▶ **Set exercise**: Each entry below is to be extracted exactly.
= = =
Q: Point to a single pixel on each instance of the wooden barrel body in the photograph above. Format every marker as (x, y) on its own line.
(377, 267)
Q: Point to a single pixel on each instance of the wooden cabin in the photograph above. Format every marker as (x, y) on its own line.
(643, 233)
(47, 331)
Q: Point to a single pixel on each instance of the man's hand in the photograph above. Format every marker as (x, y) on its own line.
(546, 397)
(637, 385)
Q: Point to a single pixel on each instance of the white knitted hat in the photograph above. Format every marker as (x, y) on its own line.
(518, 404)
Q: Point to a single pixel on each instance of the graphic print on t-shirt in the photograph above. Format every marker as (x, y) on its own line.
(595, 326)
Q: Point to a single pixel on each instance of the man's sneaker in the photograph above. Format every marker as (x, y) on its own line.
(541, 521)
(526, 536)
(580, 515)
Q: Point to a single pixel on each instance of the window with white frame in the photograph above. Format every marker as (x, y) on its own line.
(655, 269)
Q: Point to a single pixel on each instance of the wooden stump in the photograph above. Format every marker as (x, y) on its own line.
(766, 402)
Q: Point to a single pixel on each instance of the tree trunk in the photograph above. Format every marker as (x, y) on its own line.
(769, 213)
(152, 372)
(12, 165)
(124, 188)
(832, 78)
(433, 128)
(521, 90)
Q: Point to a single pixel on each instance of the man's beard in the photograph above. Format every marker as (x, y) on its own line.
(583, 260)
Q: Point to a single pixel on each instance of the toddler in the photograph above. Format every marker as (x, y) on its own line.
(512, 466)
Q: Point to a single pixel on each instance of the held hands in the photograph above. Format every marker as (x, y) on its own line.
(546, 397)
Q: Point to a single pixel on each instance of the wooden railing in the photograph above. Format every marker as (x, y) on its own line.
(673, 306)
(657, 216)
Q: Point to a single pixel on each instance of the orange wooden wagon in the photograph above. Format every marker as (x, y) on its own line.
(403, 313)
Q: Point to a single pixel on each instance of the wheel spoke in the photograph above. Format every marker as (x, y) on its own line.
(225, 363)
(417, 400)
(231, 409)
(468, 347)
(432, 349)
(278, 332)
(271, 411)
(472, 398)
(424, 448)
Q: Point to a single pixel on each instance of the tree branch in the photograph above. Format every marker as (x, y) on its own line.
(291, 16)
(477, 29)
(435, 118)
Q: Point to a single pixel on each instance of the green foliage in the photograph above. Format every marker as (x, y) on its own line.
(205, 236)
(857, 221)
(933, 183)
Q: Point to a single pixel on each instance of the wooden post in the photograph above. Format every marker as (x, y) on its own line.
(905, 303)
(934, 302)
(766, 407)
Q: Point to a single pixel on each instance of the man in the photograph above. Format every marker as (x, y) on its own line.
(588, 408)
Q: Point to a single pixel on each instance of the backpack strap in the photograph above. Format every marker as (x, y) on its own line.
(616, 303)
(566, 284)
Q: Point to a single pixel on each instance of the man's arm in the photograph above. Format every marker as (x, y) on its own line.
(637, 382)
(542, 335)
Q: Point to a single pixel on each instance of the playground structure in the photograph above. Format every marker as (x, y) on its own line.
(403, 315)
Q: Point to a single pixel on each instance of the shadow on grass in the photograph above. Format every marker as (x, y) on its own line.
= = =
▶ **In response**:
Q: Point to a single pixel on each instance of the wooden barrel body in the photograph above. Format every marker as (x, y) on its own line.
(377, 267)
Q: Point to a single pixel on each instance of the wooden cabin in the photograph above. Format every marker as (x, y) on its own line.
(643, 233)
(47, 331)
Q: Point to a single pixel on each instance of the man's hand in the photograph above. Format every marker as (x, y) on its own line.
(546, 397)
(637, 385)
Q: Point to a single pixel on each instance of the white knitted hat in the photograph above. Format every marker as (x, y) on its own line.
(518, 404)
Q: Point to a single pixel on each instance of the graphic print on t-shirt in the photograph above. Format every marker as (x, y) on its own line.
(595, 326)
Q: Point to a single pixel on each instance of the man's sneaker in the photograph above. Format every marker as (x, y) on its own line.
(541, 521)
(526, 536)
(580, 515)
Q: Point to a single pixel on each instance of the window with white frame in the photograph above. Format every marker as (x, y) on its own line.
(655, 269)
Q: Point to a single pixel on each instance of the wooden stump in the photograph above. Format every marker as (x, y) on its own line.
(766, 402)
Q: Point to a single pixel on each instance of the tree trunk in the photograph above. Format every marker as (x, y) on its own line.
(769, 213)
(152, 372)
(12, 165)
(124, 188)
(832, 78)
(433, 128)
(521, 90)
Q: Point to a single pixel on each instance of the man's beard in the photograph above. Format every marker as (x, y) on its own line.
(583, 260)
Q: Point to a single pixel on each instance of the toddler in the photograph above. Format every marker as (x, y) on its own line.
(512, 466)
Q: Point to a single pixel on each instance of the held hands in the photograph above. Format every marker as (x, y) on its own line.
(546, 397)
Q: Point to a single pixel on each instance of the wooden railing in the photograph above. Format every marker as (x, y) on its own line.
(673, 306)
(657, 216)
Q: Point to a single pixel on each instance of the orange wooden wagon in the photograph above. Format every marker as (x, y) on its own line.
(403, 313)
Q: Point to a single pixel on each instance of the wheel spoke in the photograph above. Format every marker as (x, y) on its own line.
(225, 363)
(417, 400)
(231, 409)
(468, 347)
(432, 349)
(278, 332)
(271, 411)
(472, 398)
(424, 448)
Q: Point to a single pixel on each instance of the tree branch in the photograph above. Format every marker as (x, y) on its own line.
(291, 16)
(477, 29)
(435, 118)
Q: Point to a single pixel on each instance of the green foliage in the photograph above. Format every marker as (x, y) on its own line.
(205, 236)
(857, 221)
(933, 183)
Q: Point to a single pixel on each instance of the wooden post in the photograph above. Format every marker as (x, y) on its own line.
(905, 303)
(934, 302)
(766, 407)
Q: Point to a single pixel on each instance of the man in the photograph above. Format every marker as (x, y) on its own line.
(588, 408)
Q: Point to a single pixel on each instance of the backpack strap in the photograph above. Format every marker as (x, y) on its own line.
(616, 303)
(566, 284)
Q: Point to a single pixel on each instance of the man's arm in the photograph above. Format every marker as (x, y) on its own line.
(637, 382)
(542, 335)
Q: Point to a single pixel on each instance of the playground structure in the photograph above. Format every marker as (x, y) on its own line.
(403, 315)
Q: Point to a single pixel on each instance of the shadow on grass in the photograph above. Format every marker as (x, y) on its own line.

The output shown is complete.